• **INSTRUCTION**
Pick out every line below that contains the word "table" and copy each of those lines. Letter case must match.

Detection annotation lines
□ □ □ □ □ □ □

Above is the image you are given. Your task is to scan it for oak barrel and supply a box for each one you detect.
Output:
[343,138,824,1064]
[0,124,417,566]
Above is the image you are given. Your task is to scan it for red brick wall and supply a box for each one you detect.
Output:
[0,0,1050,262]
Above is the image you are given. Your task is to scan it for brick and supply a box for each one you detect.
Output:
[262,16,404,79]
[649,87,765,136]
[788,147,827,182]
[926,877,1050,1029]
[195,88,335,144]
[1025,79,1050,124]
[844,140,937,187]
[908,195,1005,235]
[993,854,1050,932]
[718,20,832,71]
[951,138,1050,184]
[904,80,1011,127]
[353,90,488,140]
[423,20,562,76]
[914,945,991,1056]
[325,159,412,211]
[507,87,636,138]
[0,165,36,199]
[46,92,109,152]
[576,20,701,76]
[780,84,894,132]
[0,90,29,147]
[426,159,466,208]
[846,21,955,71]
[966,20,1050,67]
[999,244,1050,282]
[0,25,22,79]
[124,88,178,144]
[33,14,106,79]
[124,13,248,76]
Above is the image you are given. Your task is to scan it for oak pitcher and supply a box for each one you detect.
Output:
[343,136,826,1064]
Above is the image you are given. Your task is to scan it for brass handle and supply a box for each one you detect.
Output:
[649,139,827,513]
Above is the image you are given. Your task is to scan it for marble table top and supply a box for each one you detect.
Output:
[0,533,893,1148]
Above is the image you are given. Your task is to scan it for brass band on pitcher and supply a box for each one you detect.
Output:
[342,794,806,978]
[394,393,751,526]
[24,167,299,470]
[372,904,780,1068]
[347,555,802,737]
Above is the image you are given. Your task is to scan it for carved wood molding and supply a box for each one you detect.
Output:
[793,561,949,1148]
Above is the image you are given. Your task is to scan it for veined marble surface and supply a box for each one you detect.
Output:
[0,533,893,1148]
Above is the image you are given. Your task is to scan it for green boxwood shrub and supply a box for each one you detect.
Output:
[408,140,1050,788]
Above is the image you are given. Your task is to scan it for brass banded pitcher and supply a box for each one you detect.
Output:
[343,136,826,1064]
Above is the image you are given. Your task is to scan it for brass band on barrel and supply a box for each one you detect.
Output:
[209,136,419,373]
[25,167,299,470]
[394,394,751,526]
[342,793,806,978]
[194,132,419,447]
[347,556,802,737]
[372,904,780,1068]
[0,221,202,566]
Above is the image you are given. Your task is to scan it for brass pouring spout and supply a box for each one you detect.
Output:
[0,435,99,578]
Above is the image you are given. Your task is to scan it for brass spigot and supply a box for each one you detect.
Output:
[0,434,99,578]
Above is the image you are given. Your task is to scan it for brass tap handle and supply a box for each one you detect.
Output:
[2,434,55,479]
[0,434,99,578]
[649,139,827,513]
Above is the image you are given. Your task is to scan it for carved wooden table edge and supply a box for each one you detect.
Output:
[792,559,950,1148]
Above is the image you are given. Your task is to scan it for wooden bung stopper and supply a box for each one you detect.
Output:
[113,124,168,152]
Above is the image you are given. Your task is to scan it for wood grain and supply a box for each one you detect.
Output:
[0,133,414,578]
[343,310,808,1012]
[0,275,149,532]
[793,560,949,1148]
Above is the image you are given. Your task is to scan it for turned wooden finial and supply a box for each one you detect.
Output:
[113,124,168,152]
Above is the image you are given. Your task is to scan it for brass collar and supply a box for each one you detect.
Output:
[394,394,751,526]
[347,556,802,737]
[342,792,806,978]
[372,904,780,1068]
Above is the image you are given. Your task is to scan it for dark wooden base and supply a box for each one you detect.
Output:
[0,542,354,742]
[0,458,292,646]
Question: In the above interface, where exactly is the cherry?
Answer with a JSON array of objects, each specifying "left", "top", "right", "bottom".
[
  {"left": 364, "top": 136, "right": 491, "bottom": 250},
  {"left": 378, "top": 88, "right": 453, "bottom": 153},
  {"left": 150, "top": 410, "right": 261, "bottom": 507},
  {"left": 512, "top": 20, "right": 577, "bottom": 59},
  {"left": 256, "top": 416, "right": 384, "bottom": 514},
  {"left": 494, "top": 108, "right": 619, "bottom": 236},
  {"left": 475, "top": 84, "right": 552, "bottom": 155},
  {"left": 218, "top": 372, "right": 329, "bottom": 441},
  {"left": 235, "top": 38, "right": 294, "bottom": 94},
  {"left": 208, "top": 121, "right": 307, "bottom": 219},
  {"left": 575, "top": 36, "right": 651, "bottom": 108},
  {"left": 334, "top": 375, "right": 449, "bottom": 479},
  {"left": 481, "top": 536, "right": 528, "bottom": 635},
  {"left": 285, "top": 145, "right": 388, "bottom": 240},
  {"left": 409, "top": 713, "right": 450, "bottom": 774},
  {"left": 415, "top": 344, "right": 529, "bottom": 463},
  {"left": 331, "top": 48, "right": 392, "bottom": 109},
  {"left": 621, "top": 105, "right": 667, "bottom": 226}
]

□ □ □ □ □ □ □

• **SOLUTION BELOW**
Above is the image you are given. Your task is to scan it for marble table top and supply a box for each one you detect.
Above is the image you are given. Your task is to scan it for carved wooden table edge and supply a box for each one you detect.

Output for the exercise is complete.